▶ _The data_:
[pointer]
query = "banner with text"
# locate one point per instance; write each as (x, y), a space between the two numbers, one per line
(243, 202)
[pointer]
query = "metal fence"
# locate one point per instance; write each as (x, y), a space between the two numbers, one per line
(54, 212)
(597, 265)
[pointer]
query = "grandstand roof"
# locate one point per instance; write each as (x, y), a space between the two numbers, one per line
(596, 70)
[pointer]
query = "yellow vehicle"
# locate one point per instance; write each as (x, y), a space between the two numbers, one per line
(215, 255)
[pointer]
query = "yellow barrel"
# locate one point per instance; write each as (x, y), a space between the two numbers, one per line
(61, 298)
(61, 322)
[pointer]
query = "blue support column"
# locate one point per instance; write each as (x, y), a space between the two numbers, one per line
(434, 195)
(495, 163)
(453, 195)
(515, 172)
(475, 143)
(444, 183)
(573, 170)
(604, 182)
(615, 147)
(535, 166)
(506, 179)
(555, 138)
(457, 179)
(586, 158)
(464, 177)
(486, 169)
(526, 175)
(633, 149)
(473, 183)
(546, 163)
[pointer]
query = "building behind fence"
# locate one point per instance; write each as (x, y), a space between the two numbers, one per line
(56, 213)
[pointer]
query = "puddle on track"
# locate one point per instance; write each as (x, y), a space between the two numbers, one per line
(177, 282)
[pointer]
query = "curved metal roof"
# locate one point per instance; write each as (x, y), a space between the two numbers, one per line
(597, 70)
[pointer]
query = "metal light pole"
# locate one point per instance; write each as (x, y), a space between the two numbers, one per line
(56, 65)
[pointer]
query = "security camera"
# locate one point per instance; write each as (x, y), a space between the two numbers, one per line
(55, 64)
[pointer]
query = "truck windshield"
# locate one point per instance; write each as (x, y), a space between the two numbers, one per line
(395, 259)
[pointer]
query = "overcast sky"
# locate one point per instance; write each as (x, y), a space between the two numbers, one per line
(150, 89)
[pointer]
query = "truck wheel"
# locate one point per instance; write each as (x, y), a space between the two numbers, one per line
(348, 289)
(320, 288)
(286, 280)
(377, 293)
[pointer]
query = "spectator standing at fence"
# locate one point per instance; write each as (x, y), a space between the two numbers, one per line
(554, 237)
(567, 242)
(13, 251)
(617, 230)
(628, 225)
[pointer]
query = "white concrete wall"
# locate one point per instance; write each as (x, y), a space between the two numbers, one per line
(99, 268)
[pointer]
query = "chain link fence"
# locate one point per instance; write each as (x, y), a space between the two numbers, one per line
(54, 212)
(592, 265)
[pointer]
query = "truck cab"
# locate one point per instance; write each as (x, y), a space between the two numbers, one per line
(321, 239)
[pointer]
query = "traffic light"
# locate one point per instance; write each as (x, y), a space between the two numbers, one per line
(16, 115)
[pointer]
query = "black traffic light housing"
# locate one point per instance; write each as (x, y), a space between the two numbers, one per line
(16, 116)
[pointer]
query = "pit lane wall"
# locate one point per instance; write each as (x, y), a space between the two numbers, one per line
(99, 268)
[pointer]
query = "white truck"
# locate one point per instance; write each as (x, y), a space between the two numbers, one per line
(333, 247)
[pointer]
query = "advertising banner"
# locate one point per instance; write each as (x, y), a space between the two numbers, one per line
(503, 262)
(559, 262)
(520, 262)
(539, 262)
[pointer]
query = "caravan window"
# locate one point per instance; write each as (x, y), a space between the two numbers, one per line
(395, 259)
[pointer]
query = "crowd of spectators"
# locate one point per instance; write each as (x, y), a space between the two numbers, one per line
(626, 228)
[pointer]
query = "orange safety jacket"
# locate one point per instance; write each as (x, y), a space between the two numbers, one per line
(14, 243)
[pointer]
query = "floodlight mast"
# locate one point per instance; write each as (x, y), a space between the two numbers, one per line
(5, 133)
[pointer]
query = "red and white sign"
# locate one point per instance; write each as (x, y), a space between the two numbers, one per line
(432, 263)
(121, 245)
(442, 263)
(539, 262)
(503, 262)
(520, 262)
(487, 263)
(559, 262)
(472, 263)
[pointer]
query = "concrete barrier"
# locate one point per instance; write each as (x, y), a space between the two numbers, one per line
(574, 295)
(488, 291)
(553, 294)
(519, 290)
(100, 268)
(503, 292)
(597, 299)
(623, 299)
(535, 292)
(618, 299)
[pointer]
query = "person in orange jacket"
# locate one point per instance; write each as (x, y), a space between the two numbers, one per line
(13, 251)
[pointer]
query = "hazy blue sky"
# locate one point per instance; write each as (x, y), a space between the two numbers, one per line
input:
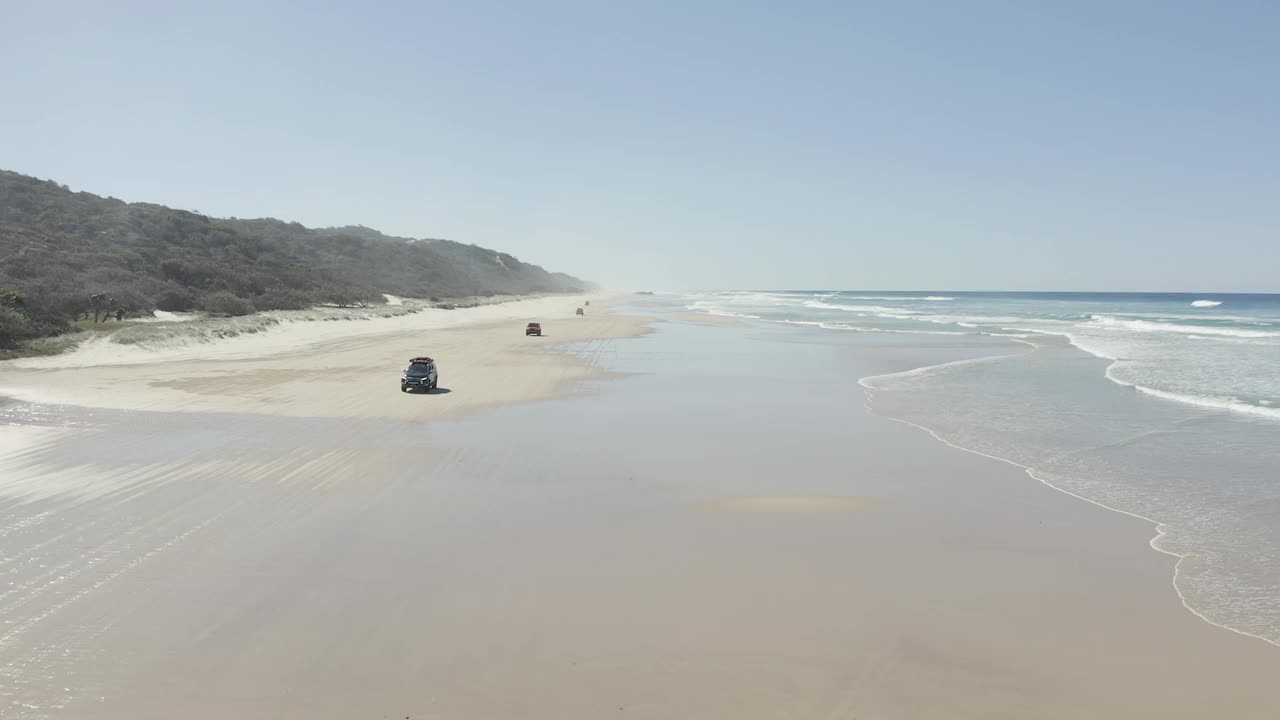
(940, 145)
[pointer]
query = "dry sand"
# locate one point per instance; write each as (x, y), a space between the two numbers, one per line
(339, 368)
(723, 533)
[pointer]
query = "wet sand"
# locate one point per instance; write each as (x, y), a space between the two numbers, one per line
(712, 528)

▶ _Work instructions_:
Copy out each line of the records containing the string "metal". Case counts.

▶ _Reply_:
query = "metal fence"
query = "curved metal roof"
query = "metal light pole"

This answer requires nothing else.